| TASK INSTRUCTIONS |
Turn all of the entries below into a numbered list, skipping any blank lines and leaving the pictures out of your answer.

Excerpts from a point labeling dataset
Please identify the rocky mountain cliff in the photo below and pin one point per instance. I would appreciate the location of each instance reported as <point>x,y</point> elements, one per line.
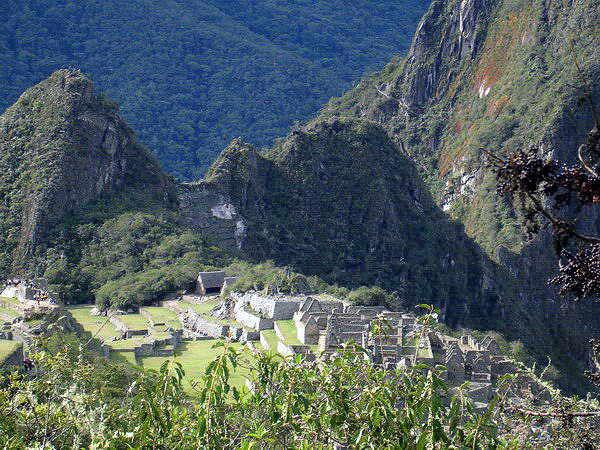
<point>340,196</point>
<point>337,199</point>
<point>494,75</point>
<point>62,147</point>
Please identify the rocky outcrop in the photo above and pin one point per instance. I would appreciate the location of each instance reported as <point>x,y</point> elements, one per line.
<point>338,199</point>
<point>495,75</point>
<point>62,147</point>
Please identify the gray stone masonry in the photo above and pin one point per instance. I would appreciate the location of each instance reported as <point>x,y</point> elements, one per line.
<point>15,359</point>
<point>198,324</point>
<point>210,282</point>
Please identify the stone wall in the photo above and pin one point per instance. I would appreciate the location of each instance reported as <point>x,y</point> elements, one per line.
<point>199,324</point>
<point>249,320</point>
<point>273,307</point>
<point>249,335</point>
<point>15,359</point>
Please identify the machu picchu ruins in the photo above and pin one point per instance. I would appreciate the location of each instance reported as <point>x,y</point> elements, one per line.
<point>315,326</point>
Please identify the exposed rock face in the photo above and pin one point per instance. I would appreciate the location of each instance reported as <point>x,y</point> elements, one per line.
<point>61,147</point>
<point>339,200</point>
<point>498,75</point>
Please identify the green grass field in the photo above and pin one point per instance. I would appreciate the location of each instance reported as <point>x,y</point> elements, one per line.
<point>194,357</point>
<point>8,307</point>
<point>98,326</point>
<point>134,321</point>
<point>202,308</point>
<point>7,348</point>
<point>123,356</point>
<point>164,315</point>
<point>271,339</point>
<point>288,330</point>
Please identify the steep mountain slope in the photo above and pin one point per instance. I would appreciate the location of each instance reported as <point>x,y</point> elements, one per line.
<point>85,205</point>
<point>496,75</point>
<point>191,75</point>
<point>61,147</point>
<point>338,200</point>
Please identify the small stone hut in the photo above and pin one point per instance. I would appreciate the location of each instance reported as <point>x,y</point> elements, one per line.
<point>210,282</point>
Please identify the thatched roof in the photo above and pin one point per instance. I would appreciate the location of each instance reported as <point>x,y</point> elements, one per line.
<point>211,280</point>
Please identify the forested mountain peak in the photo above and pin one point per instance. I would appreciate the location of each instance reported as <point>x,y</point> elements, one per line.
<point>191,75</point>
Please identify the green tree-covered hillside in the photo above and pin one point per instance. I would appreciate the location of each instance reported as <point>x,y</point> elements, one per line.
<point>191,75</point>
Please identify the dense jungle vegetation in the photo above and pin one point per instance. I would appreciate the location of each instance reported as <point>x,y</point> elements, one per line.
<point>191,75</point>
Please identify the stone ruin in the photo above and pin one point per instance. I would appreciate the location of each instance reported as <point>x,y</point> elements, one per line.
<point>210,282</point>
<point>324,325</point>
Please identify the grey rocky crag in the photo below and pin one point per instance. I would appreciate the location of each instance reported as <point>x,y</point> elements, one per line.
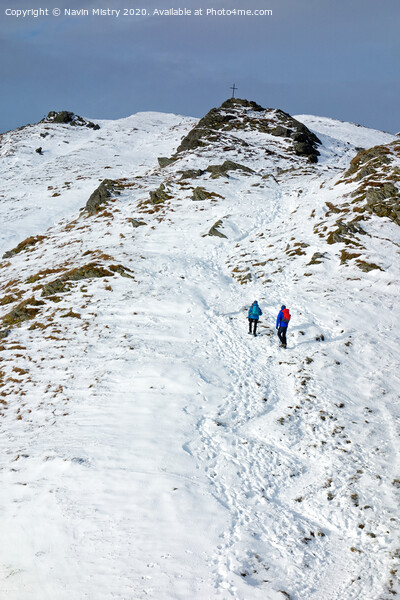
<point>69,118</point>
<point>377,173</point>
<point>237,114</point>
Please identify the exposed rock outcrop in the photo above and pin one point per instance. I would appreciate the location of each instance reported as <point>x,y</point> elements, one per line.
<point>101,195</point>
<point>69,118</point>
<point>237,114</point>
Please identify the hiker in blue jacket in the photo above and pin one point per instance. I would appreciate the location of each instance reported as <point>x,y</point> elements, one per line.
<point>282,322</point>
<point>253,316</point>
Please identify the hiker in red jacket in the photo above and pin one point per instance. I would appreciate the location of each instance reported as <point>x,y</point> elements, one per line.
<point>282,322</point>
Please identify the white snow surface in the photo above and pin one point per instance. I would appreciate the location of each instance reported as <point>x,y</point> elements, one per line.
<point>151,448</point>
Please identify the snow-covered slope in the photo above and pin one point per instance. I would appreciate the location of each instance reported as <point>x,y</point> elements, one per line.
<point>150,447</point>
<point>39,189</point>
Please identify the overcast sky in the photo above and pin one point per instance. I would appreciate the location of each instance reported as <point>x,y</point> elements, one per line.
<point>335,58</point>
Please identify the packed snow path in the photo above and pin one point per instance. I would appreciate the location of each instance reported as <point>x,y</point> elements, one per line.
<point>170,455</point>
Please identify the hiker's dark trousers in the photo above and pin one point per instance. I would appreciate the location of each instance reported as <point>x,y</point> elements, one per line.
<point>253,323</point>
<point>282,335</point>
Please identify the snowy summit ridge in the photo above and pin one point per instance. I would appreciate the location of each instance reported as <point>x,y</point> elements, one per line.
<point>150,447</point>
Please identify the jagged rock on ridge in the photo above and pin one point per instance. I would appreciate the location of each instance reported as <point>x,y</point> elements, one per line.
<point>69,118</point>
<point>159,195</point>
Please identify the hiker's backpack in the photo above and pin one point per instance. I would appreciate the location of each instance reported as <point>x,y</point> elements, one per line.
<point>254,311</point>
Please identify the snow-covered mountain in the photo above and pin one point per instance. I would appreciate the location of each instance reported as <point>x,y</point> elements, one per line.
<point>151,448</point>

| EXERCISE RESPONSE |
1. Please identify the rocky mountain cliff in the photo below and pin one point per instance. I would appreciate the location of each instance reported as <point>x,y</point> elements, one per line.
2. <point>340,196</point>
3. <point>337,199</point>
4. <point>494,75</point>
5. <point>62,147</point>
6. Please identify the rocky outcrop in the photo above and pin one point per instance. I would appreciate the location of each instance reported as <point>x,y</point> elements, one per line.
7. <point>338,199</point>
8. <point>495,75</point>
9. <point>62,147</point>
10. Please identify the gray stone masonry in the photo above and pin one point per instance. I would appreciate the location of each instance reported as <point>x,y</point> elements, one per line.
11. <point>15,359</point>
12. <point>198,324</point>
13. <point>210,282</point>
14. Please identify the stone wall in the photo above and pin one point per instance. I would appreciate the location of each instance reported as <point>x,y</point> elements, one per line.
15. <point>199,324</point>
16. <point>249,320</point>
17. <point>273,307</point>
18. <point>249,335</point>
19. <point>15,359</point>
20. Please identify the machu picchu ruins in the photo above and pin one point per instance. I would appreciate the location of each instance reported as <point>x,y</point> elements, one per line.
21. <point>315,326</point>
22. Please identify the exposed rock face in the photo above and pin one point per instance. I would appreciate the location of each instance reported as <point>x,y</point> elements, one per line.
23. <point>61,147</point>
24. <point>339,200</point>
25. <point>498,75</point>
26. Please identify the green grass field in the photo above and pin one point per instance. I would appreciate the location of each instance reported as <point>x,y</point> elements, one per line.
27. <point>194,357</point>
28. <point>8,307</point>
29. <point>98,326</point>
30. <point>134,321</point>
31. <point>202,308</point>
32. <point>7,348</point>
33. <point>123,356</point>
34. <point>164,315</point>
35. <point>271,339</point>
36. <point>288,330</point>
37. Please identify the steep mountain slope in the photo above and pin one point per instance. I would appreciate the location of each instance reported as <point>x,y</point> elements, one per line.
38. <point>85,205</point>
39. <point>496,75</point>
40. <point>191,75</point>
41. <point>61,147</point>
42. <point>338,200</point>
43. Please identify the small stone hut in the photo above and pin one point per instance. I would appreciate the location of each instance reported as <point>x,y</point> elements, one per line.
44. <point>210,282</point>
45. Please identify the thatched roof in the photo above and pin one point per instance. I would appreciate the location of each instance reported as <point>x,y</point> elements, one per line.
46. <point>211,280</point>
47. Please identify the forested mountain peak in the photo above and pin one point per instance. I would appreciate the location of each instance reported as <point>x,y</point> elements, one per line.
48. <point>191,75</point>
49. Please identify the green tree-covered hillside in the photo above and pin one point per instance. I would appreciate the location of each instance reported as <point>x,y</point> elements, one per line.
50. <point>191,75</point>
51. Please identify the dense jungle vegetation in the photo above and pin one point per instance. I would appreciate the location of each instance reported as <point>x,y</point> elements, one per line.
52. <point>191,75</point>
53. Please identify the stone ruin in the photo above and pin one point per instance. I would appreciate the location of each instance reported as <point>x,y</point> elements, one per line.
54. <point>210,282</point>
55. <point>324,325</point>
56. Please identify the grey rocky crag in the photo below and pin one point per instance. I would appreciate the location of each instance reported as <point>x,y</point> elements, one per line.
57. <point>69,118</point>
58. <point>377,173</point>
59. <point>237,114</point>
60. Please identify the exposed rock outcrop in the photo above and pin one point per instance. I would appreciate the location of each instance reported as <point>x,y</point> elements, one per line.
61. <point>101,195</point>
62. <point>69,118</point>
63. <point>237,114</point>
64. Please identify the hiker in blue jacket in the photo above and pin one point per instance. I would appreciate the location of each instance reported as <point>x,y</point> elements, one per line.
65. <point>282,322</point>
66. <point>253,316</point>
67. Please identify the hiker in red jacket in the photo above and pin one point per instance. I would appreciate the location of each instance reported as <point>x,y</point> elements, one per line.
68. <point>282,322</point>
69. Please identify the white snow surface in the photo above and pin one point per instance. I would appreciate the location of each instance reported as <point>x,y</point> elements, one per line.
70. <point>151,448</point>
71. Please identify the snow-covered slope in the photo above and pin one point per instance. I would appreciate the location of each instance reported as <point>x,y</point> elements, one per line.
72. <point>150,447</point>
73. <point>39,189</point>
74. Please identify the overcast sky in the photo above and pin one point per instance. I would appreciate the location of each instance reported as <point>x,y</point> elements, one per line.
75. <point>335,58</point>
76. Please identify the packed snow path in the photo above and pin one point per instance. I would appreciate the location of each instance reported as <point>x,y</point> elements, one per line.
77. <point>170,455</point>
78. Please identify the hiker's dark trousers in the photo above and pin one point per instance. I would appreciate the location of each instance reported as <point>x,y</point> elements, one per line.
79. <point>253,323</point>
80. <point>282,335</point>
81. Please identify the snowy summit ridge in the photo above and pin one point per instance. I would appreciate the location of each instance reported as <point>x,y</point> elements, one per line.
82. <point>150,447</point>
83. Please identify the jagged rock on ridge in the photo above and pin one point per instance. I would appreciate the location of each instance reported as <point>x,y</point> elements, one per line.
84. <point>69,118</point>
85. <point>159,195</point>
86. Please identify the hiker's backpack in the photo above and pin one point per instance. I would appreciate the location of each instance reported as <point>x,y</point> elements, one per line.
87. <point>254,311</point>
88. Please identify the snow-covered mountain in the photo above and pin one point per instance. I would appreciate the location of each instance reported as <point>x,y</point> elements, one per line.
89. <point>151,448</point>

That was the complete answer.